# Extract to read

-- begin --

In fact, Hino says, it has been one of his dreams to be able to collaborate with Ace Attorney and its creator, Shu Takumi, ever since the conception of Professor Layton.  While Nintendo’s Brain Age games served as Layton’s inspiration, Ace Attorney has always held its place in Hino’s mind as the Layton series’ rival.


Hino admired the series’ charm and the flow of the Ace Attorney games—two things that heavily influenced Layton’s design. In fact, Hino feels that the two series are actually rather similar.


“From the outside, Professor Layton and Ace Attorney appear to be made with completely opposite game designs in mind,” Hino says. “ Professor Layton was created to go in a direction games don’t usually go, and Ace Attorney was created to appeal to the fans. However, even though the superficial interfaces are incredibly different, the core wrapped inside the package is essentially the same game.”


Before the idea of a crossover could even be considered, however, Hino knew that Layton had to establish itself as a franchise to be reckoned with, so it was only in January 2010 that the idea was presented to Capcom.


Takumi stated that he first heard of the news while he was still working on Ghost Trick for the Nintendo DS. Because of his responsibilities on that project, he wasn’t on the team when development of Professor Layton vs. Ace Attorney began. Then, in May, he was called out to a yakiniku restaurant by the producer of the project in what Iwata termed the “Capcom tradition”—the practice where a superior takes hapless subordinates out for food when they want to reorganize existing projects.

-- end --

# Data provided
-- begin --

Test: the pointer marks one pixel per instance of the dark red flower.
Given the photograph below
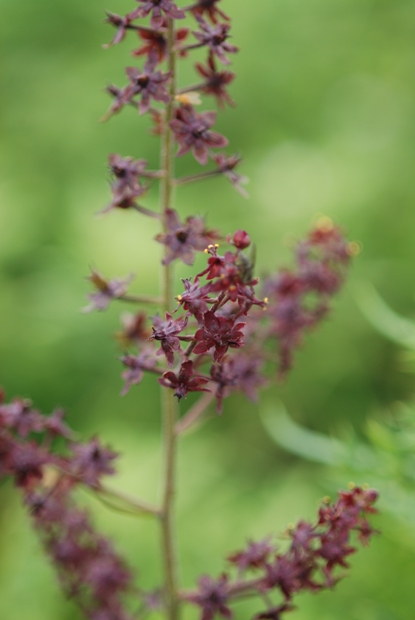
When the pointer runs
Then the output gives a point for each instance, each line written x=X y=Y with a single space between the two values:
x=146 y=84
x=166 y=332
x=21 y=417
x=155 y=43
x=207 y=6
x=182 y=239
x=192 y=132
x=216 y=82
x=220 y=333
x=193 y=299
x=215 y=37
x=212 y=596
x=158 y=9
x=185 y=381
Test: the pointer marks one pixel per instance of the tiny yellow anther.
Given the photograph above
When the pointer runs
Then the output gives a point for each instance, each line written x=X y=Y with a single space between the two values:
x=325 y=223
x=190 y=98
x=353 y=248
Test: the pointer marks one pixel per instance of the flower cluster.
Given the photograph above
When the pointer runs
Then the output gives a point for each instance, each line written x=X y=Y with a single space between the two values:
x=309 y=563
x=220 y=324
x=219 y=335
x=89 y=569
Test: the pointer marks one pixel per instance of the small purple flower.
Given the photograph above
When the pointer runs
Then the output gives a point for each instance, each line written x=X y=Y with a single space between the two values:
x=215 y=38
x=19 y=416
x=216 y=82
x=220 y=333
x=182 y=239
x=207 y=6
x=91 y=460
x=192 y=132
x=106 y=291
x=185 y=381
x=254 y=556
x=166 y=332
x=157 y=8
x=193 y=299
x=212 y=597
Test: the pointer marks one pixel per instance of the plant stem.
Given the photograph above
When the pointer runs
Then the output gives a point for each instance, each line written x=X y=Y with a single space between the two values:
x=169 y=406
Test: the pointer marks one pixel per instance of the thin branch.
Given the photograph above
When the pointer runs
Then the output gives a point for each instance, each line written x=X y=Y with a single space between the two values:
x=198 y=177
x=141 y=299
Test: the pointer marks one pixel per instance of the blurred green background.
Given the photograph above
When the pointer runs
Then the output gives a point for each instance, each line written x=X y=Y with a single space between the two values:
x=325 y=122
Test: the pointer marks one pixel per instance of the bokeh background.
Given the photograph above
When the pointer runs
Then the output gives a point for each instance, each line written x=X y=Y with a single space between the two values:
x=325 y=122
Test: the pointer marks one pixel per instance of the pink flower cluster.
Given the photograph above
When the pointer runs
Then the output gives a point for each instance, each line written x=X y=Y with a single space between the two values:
x=314 y=552
x=89 y=569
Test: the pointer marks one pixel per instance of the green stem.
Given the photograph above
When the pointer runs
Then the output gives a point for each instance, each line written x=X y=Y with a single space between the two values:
x=169 y=406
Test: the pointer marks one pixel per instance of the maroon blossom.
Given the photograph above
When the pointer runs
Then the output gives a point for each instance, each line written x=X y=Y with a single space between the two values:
x=192 y=132
x=227 y=165
x=159 y=9
x=166 y=332
x=135 y=329
x=185 y=381
x=254 y=556
x=215 y=37
x=155 y=43
x=182 y=239
x=220 y=333
x=212 y=596
x=20 y=417
x=216 y=82
x=209 y=7
x=106 y=291
x=92 y=460
x=146 y=84
x=193 y=299
x=274 y=613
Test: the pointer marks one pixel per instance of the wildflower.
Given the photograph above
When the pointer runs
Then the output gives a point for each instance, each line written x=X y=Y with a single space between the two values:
x=220 y=333
x=193 y=299
x=216 y=82
x=185 y=381
x=215 y=38
x=182 y=239
x=157 y=8
x=192 y=132
x=166 y=332
x=212 y=596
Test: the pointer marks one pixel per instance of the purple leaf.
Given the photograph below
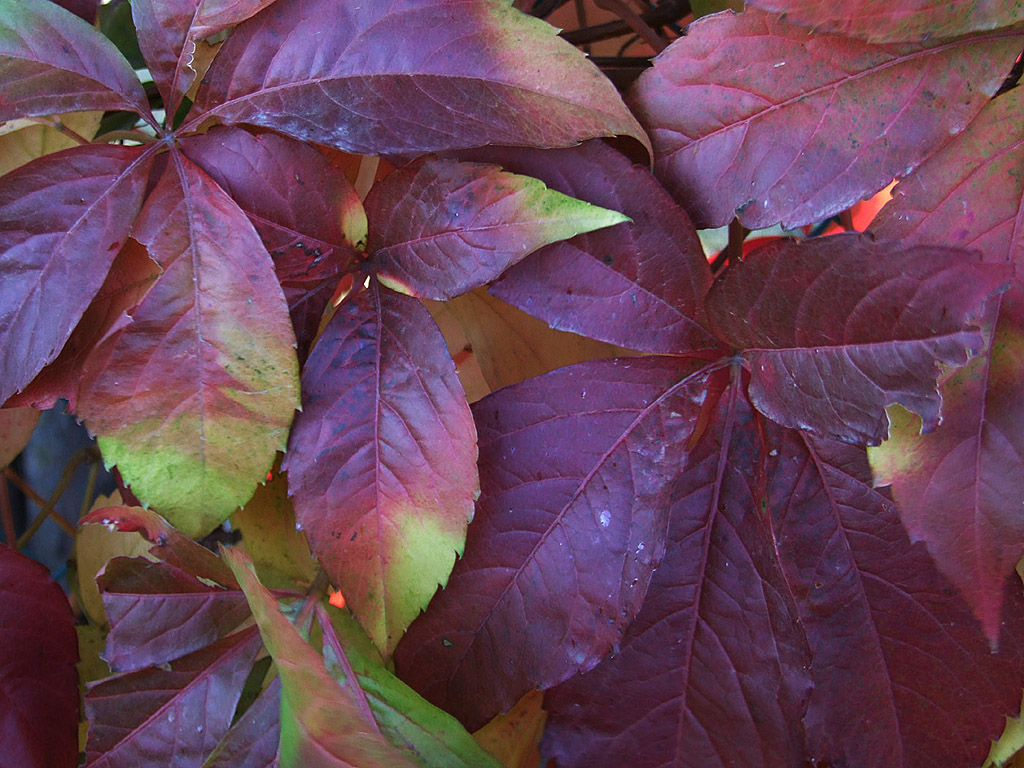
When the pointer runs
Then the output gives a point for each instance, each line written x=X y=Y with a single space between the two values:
x=794 y=128
x=348 y=87
x=55 y=62
x=639 y=285
x=382 y=460
x=902 y=674
x=158 y=612
x=713 y=672
x=835 y=329
x=566 y=537
x=38 y=680
x=62 y=220
x=441 y=227
x=173 y=715
x=303 y=207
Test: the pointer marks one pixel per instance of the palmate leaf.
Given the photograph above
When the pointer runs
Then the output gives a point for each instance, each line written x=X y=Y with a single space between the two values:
x=715 y=666
x=382 y=460
x=441 y=227
x=880 y=22
x=639 y=285
x=38 y=682
x=62 y=219
x=170 y=715
x=193 y=399
x=323 y=723
x=51 y=61
x=960 y=487
x=888 y=635
x=305 y=210
x=347 y=88
x=565 y=539
x=794 y=132
x=835 y=329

-- end --

# Problems to work on
[A] According to the text about the Professor Layton and Ace Attorney crossover, when was the crossover idea first presented to Capcom?
[B] Write the next part of the text about the Professor Layton and Ace Attorney crossover, starting right after its final sentence.

# Expected responses
[A] January 2010

[B]
Admitting that he was rather reluctant at first to work on the project, Takumi noted that, in his mind, Ace Attorney has always been its own little world. It was what it was and he had no desire to expand beyond it. However, when the phrase “witch trials” came up during a brainstorming session held in Level 5’s Tokyo office over the first half year, he started thinking: “What would it be like for Phoenix to hold trials in a world where magic exists?”


The most important factor in changing his mind, Takumi says, was that if he was going to do a crossover, he wanted to do something that would’ve been impossible in just the Ace Attorney world.


The idea took such a hold that before he knew it, that Takumi found himself working on the script when he’d merely gone over to bounce some ideas off of the staff. Running with the idea of magic and witch trials, Level 5’s team put out the idea of having an “ultimate criminal, one where anything he writes would become true”.


Iwata noted that usually, one company takes the leadership role in collaborations; having two companies work together to write and compose the music together was unusual. In general, the programming was left up to Level 5, while the art direction was Capcom’s job. The music was equally divided between Layton and Ace Attorney tracks.


The art, on the other hand, required more wrangling, especially on Professor Layton’s end. Ultimately, effort was made to adapt the Professor Layton style of art to Ace Attorney’s.


This  isn’t to say that the Ace Attorney characters were left alone, however. The “fresh” aspect for the Ace Attorney series was, according to Takumi, the transformation from 2D to 3D, and also the transformation of the characters into anime cutscenes, both of which took quite a bit of time.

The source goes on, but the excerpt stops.